Output every record word for word.
• • • • •
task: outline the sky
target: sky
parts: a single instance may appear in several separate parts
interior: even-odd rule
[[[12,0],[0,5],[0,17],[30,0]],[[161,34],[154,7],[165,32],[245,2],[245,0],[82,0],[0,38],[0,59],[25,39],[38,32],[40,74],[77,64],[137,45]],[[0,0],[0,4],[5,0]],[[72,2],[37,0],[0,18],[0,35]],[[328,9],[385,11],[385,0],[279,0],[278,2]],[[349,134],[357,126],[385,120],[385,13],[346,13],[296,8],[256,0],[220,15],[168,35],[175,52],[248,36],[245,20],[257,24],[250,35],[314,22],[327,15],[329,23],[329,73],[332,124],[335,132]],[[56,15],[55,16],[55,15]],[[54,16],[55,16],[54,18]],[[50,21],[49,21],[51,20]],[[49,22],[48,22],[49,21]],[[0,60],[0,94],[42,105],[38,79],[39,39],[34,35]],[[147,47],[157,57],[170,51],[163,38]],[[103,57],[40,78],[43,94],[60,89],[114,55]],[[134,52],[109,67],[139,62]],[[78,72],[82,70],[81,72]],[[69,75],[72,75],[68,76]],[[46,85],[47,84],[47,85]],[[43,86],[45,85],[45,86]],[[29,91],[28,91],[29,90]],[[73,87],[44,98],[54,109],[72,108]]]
• • • • •
SOLVED EXERCISE
task: outline the sky
target: sky
parts: a single instance may appear in several separate parts
interior: even-odd rule
[[[12,0],[0,5],[0,17],[30,0]],[[161,34],[154,7],[165,32],[245,2],[245,0],[82,0],[0,38],[0,59],[25,39],[38,32],[40,74],[77,64],[137,45]],[[0,0],[0,4],[5,0]],[[72,2],[37,0],[0,18],[0,35]],[[328,9],[385,11],[385,0],[279,0],[278,2]],[[349,134],[357,126],[385,120],[385,13],[346,13],[296,8],[256,0],[220,15],[168,35],[175,52],[248,36],[245,20],[257,24],[250,35],[314,22],[327,15],[329,23],[329,73],[332,124],[335,132]],[[56,15],[55,16],[55,15]],[[54,16],[55,16],[54,18]],[[50,21],[49,21],[51,20]],[[49,22],[48,22],[49,21]],[[0,60],[0,94],[42,105],[38,79],[39,39],[34,35]],[[147,47],[157,57],[170,51],[163,38]],[[103,57],[40,78],[43,94],[60,89],[114,55]],[[134,52],[109,67],[139,62]],[[78,72],[82,70],[81,72]],[[69,75],[72,75],[68,76]],[[46,85],[47,84],[47,85]],[[43,86],[45,85],[45,86]],[[29,91],[28,91],[29,90]],[[73,87],[44,98],[54,109],[72,108]]]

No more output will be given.